▶ Task brief: Every line from the one holding "Expected behaviour: place one point on the blue campaign" through the final line of the entries is to be reproduced exactly, and no other line.

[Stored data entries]
☆ ☆ ☆ ☆ ☆

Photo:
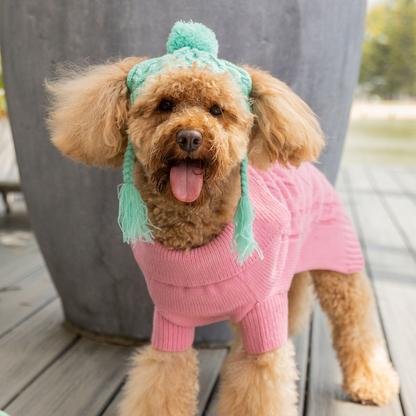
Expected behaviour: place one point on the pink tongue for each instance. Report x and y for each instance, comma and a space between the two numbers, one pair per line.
186, 180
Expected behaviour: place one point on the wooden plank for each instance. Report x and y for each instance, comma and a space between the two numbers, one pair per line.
387, 253
302, 359
394, 275
325, 396
401, 209
30, 348
210, 362
34, 292
79, 383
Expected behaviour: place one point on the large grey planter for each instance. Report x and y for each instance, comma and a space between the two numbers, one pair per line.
313, 45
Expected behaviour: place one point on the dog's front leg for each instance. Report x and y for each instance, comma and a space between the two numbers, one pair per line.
259, 384
348, 301
161, 384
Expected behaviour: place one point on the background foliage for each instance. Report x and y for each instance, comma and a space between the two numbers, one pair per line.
388, 66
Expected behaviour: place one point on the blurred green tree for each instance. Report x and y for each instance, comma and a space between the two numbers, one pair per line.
388, 66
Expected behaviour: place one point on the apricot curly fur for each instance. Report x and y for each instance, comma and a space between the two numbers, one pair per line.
348, 300
88, 111
161, 384
301, 300
258, 384
286, 129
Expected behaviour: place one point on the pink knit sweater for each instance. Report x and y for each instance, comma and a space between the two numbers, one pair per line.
300, 225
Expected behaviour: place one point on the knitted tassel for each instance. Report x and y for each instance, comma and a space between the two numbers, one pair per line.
243, 243
132, 216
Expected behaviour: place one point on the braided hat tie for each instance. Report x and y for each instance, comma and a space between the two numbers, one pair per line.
188, 43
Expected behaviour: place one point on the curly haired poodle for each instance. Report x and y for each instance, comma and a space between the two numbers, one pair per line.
192, 117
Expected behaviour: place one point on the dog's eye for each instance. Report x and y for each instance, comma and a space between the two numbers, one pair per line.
215, 110
165, 105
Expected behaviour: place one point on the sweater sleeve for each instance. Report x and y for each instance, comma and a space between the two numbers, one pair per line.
265, 327
167, 336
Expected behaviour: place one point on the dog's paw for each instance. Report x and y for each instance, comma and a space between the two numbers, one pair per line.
374, 381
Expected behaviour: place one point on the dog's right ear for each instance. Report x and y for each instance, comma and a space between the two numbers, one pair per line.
89, 112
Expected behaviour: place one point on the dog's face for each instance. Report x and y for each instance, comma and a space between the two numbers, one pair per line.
189, 129
189, 126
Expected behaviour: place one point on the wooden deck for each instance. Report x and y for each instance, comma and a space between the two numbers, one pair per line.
47, 371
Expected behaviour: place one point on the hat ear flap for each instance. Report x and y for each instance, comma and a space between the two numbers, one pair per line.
89, 112
285, 130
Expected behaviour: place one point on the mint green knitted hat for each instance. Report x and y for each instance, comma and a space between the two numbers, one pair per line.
187, 43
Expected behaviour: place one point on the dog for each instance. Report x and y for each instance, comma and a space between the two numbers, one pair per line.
190, 129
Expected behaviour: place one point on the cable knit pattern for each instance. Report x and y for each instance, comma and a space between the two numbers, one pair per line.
300, 225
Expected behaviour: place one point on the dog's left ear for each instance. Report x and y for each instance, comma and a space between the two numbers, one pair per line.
285, 129
89, 111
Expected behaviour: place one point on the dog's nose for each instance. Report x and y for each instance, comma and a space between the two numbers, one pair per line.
189, 140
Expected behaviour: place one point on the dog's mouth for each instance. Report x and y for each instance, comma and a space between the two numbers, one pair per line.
186, 179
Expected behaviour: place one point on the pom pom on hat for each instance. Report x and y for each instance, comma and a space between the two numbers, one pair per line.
194, 36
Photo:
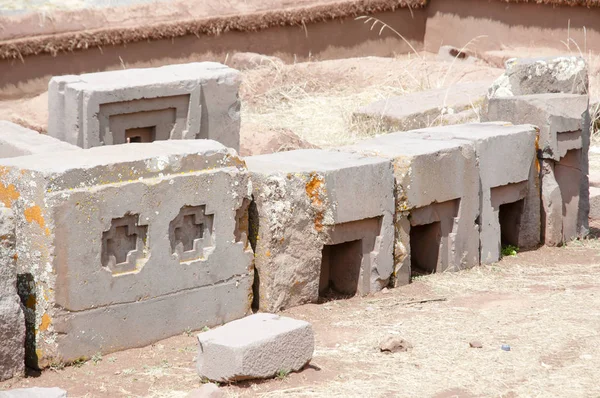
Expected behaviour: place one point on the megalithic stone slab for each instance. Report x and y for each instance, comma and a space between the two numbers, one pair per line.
437, 186
508, 174
12, 320
524, 76
187, 101
564, 137
256, 347
16, 140
118, 245
324, 222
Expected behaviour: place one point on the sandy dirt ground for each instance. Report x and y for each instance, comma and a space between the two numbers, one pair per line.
543, 304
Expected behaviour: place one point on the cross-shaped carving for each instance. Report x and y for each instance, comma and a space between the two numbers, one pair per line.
190, 233
124, 245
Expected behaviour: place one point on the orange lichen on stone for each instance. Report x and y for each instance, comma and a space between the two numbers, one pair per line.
8, 194
314, 188
34, 213
46, 320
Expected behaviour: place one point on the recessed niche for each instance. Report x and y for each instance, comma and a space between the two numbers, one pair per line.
124, 245
340, 269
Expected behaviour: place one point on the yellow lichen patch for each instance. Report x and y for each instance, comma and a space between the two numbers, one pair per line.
8, 194
314, 189
46, 320
34, 213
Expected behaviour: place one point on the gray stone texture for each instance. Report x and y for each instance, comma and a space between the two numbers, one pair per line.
436, 182
16, 140
34, 392
317, 212
12, 320
506, 158
187, 101
98, 265
425, 108
525, 76
564, 135
258, 346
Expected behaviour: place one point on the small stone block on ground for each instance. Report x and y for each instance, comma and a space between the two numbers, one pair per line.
256, 347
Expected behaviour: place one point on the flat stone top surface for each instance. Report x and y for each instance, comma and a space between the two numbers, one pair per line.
251, 330
475, 131
17, 135
307, 160
130, 78
158, 155
402, 144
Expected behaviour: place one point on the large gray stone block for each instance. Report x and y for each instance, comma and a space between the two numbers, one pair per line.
118, 245
509, 183
564, 135
524, 76
258, 346
12, 320
324, 222
187, 101
16, 140
437, 202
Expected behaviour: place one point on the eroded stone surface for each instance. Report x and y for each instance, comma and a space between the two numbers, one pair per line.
436, 185
12, 320
524, 76
94, 253
306, 200
506, 156
187, 101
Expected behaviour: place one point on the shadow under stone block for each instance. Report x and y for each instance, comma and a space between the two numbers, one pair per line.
326, 220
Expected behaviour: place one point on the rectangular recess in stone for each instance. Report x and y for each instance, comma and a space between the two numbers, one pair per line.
433, 236
124, 245
166, 116
191, 233
425, 241
340, 269
186, 101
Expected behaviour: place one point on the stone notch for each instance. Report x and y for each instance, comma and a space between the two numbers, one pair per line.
124, 245
190, 233
93, 249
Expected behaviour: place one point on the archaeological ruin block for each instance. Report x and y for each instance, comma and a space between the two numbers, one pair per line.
325, 225
525, 76
12, 320
16, 140
121, 246
564, 137
437, 202
508, 182
187, 101
258, 346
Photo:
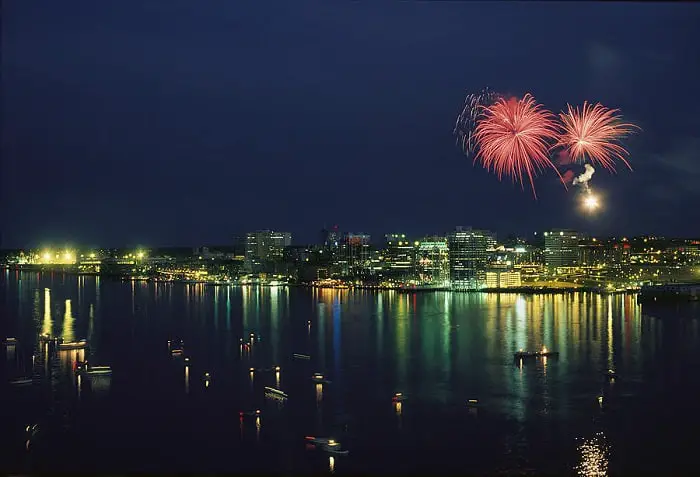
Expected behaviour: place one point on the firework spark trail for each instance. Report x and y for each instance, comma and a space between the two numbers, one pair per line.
513, 138
592, 133
468, 118
585, 176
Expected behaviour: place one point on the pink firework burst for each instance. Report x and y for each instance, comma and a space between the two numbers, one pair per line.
592, 133
514, 138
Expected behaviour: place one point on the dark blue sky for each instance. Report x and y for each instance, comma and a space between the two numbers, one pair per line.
185, 122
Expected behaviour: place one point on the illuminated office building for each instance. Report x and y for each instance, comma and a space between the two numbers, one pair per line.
469, 256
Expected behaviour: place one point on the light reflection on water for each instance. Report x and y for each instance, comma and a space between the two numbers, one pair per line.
594, 454
439, 348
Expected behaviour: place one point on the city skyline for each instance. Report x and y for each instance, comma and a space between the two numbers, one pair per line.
227, 118
378, 238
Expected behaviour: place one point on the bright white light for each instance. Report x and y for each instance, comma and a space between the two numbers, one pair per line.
591, 202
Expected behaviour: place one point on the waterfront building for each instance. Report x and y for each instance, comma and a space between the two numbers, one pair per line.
503, 279
263, 247
399, 256
561, 248
355, 254
468, 249
433, 262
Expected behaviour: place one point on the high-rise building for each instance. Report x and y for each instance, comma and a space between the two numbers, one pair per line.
399, 257
433, 262
355, 253
503, 279
330, 238
561, 248
468, 256
265, 246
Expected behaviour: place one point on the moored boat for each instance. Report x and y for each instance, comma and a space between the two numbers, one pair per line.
82, 344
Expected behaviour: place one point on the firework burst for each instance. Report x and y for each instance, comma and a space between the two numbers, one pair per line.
592, 133
468, 118
513, 138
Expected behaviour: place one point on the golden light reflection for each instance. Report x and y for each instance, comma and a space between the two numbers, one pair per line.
319, 393
68, 323
593, 457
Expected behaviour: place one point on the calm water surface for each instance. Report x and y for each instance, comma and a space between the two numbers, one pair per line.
439, 349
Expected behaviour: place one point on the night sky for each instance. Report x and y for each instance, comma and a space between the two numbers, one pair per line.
186, 122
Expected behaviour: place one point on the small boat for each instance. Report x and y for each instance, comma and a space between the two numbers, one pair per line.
318, 440
319, 378
95, 371
535, 354
327, 444
275, 393
473, 403
336, 451
82, 344
611, 375
398, 397
32, 430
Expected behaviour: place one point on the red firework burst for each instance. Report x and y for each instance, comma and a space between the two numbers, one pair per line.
513, 138
592, 133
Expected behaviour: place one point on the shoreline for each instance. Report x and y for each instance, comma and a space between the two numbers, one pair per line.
523, 290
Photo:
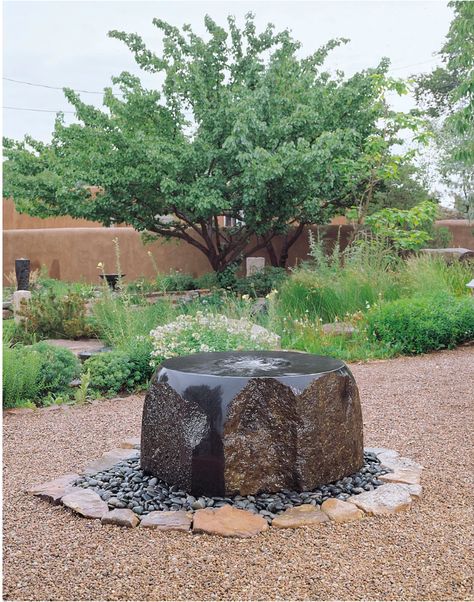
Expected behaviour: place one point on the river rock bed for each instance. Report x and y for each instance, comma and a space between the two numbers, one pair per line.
125, 486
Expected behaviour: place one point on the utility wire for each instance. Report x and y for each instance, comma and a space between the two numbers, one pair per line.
26, 83
38, 110
19, 81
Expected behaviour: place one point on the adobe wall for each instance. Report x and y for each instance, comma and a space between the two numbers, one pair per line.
71, 249
72, 254
462, 231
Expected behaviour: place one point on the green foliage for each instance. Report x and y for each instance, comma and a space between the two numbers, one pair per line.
425, 323
441, 238
240, 125
448, 91
176, 281
81, 394
262, 282
37, 373
339, 283
58, 367
112, 372
21, 376
117, 321
424, 274
48, 315
307, 335
209, 280
407, 229
204, 332
405, 190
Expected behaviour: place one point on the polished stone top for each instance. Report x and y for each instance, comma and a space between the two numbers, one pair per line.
253, 364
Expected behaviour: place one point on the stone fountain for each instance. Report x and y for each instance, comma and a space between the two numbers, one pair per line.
222, 424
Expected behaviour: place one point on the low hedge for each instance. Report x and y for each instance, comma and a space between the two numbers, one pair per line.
424, 323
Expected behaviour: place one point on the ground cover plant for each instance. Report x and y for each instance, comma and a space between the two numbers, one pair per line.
37, 374
395, 305
208, 332
423, 323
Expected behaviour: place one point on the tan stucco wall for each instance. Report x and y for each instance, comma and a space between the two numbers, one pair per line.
72, 253
12, 220
462, 231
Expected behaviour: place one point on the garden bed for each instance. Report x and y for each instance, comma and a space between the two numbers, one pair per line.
414, 405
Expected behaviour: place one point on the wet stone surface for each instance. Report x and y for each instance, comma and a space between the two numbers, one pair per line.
126, 486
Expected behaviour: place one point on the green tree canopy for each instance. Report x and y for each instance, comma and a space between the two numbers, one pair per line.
449, 91
240, 126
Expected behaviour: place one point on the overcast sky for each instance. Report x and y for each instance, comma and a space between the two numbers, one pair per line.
65, 43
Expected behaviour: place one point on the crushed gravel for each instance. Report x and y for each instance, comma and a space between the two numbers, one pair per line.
422, 407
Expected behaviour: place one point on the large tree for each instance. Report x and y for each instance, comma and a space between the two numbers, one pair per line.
240, 126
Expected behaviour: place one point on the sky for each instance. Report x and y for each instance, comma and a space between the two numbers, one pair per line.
65, 43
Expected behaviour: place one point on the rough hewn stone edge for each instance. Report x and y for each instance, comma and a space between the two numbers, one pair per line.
405, 480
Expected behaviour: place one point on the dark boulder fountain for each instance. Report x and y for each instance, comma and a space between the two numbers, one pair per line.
247, 422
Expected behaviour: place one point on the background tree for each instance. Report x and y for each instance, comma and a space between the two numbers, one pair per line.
447, 95
241, 127
404, 191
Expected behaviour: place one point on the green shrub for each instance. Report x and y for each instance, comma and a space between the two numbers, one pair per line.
425, 323
138, 350
176, 281
112, 372
117, 322
21, 375
426, 274
261, 282
48, 315
58, 367
204, 332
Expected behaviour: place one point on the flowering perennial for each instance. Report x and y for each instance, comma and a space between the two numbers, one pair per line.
208, 332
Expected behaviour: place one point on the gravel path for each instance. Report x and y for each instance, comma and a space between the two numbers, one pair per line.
420, 406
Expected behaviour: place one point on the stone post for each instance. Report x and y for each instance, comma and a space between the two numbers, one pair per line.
18, 297
22, 271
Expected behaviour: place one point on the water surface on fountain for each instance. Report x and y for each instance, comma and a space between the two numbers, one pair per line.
256, 364
222, 423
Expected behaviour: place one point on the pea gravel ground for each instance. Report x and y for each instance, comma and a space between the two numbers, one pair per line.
421, 406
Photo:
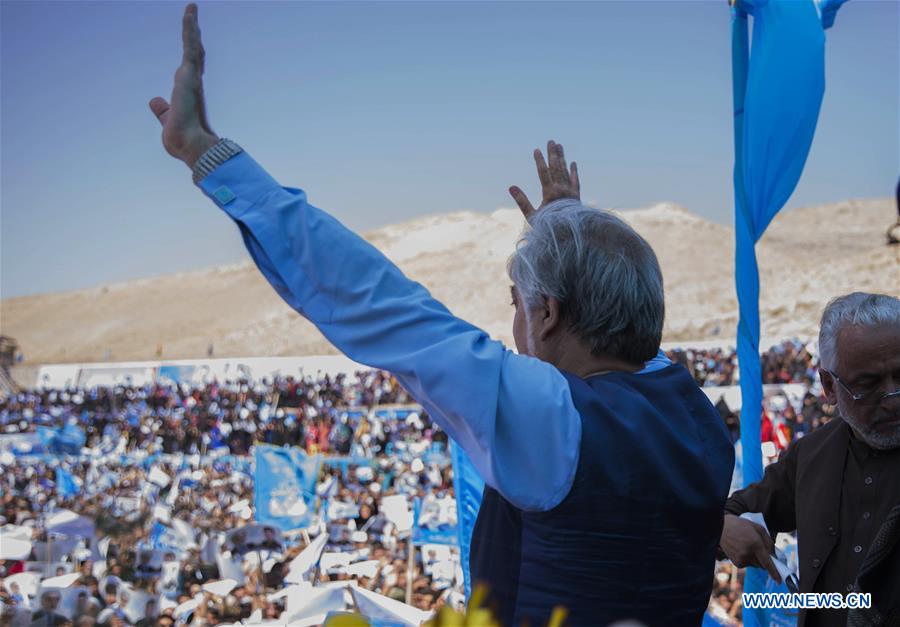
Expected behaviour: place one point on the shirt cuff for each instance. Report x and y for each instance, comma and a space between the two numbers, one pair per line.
238, 184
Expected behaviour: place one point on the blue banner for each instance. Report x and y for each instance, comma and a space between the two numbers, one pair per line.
777, 94
432, 534
284, 482
65, 483
469, 488
65, 441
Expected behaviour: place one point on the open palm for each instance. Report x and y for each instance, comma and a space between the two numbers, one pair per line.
186, 132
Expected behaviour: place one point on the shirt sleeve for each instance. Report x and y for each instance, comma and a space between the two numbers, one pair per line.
512, 414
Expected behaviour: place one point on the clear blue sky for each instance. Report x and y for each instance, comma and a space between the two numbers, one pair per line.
387, 111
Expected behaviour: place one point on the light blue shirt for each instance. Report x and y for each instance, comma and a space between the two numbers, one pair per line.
512, 414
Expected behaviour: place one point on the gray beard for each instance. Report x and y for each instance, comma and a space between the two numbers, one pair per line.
886, 441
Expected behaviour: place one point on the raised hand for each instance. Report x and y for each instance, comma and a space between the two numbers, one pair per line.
186, 133
557, 181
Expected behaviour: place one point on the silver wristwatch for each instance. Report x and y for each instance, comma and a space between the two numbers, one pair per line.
224, 150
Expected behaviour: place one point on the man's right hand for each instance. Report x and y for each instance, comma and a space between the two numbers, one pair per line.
747, 544
557, 181
186, 131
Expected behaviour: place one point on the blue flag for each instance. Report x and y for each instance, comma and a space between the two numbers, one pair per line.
430, 533
65, 441
469, 488
65, 483
284, 481
777, 94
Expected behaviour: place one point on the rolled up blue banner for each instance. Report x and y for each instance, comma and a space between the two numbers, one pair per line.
777, 92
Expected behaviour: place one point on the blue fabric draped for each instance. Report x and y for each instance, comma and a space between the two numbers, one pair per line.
469, 488
777, 93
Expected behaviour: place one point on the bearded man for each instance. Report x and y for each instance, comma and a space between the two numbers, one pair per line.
839, 487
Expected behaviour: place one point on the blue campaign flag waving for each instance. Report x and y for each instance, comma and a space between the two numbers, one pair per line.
66, 486
777, 90
284, 481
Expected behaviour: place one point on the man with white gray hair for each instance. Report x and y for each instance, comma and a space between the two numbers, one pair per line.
607, 467
840, 485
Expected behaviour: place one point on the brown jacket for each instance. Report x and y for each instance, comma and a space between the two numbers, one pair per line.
802, 492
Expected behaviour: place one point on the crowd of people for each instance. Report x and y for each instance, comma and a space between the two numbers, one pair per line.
790, 361
178, 454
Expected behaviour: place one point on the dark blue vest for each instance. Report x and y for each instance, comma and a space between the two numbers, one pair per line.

☆ ☆ ☆ ☆ ☆

▶ Result of this exercise:
Expected behaviour: place one point on the blue campaign flag waving for each instance. Report x and y for each instance, comma and a space between the two numbers, one pair per line.
66, 486
777, 90
284, 481
Expected behaviour: place one point on the man with white gray hair for each instance. Report x and y for each instance, comma and a space between the two numbers, one pair per line.
607, 467
840, 485
Expected behaviour: place one point on the brown jacket for each instance. Report x and y for each instance, comma and a space between the two numbers, one pair per line.
802, 492
Expected behaviour: place one point on the crowd of people for each instance. Report x and y for each instance, comma and a space between the two numbers, one pair per line.
790, 361
178, 454
Expected behaviour: place one point on the dark blue vest for each instance. Report x and y for each instance, comma and a space between the two numbers, one pair per line.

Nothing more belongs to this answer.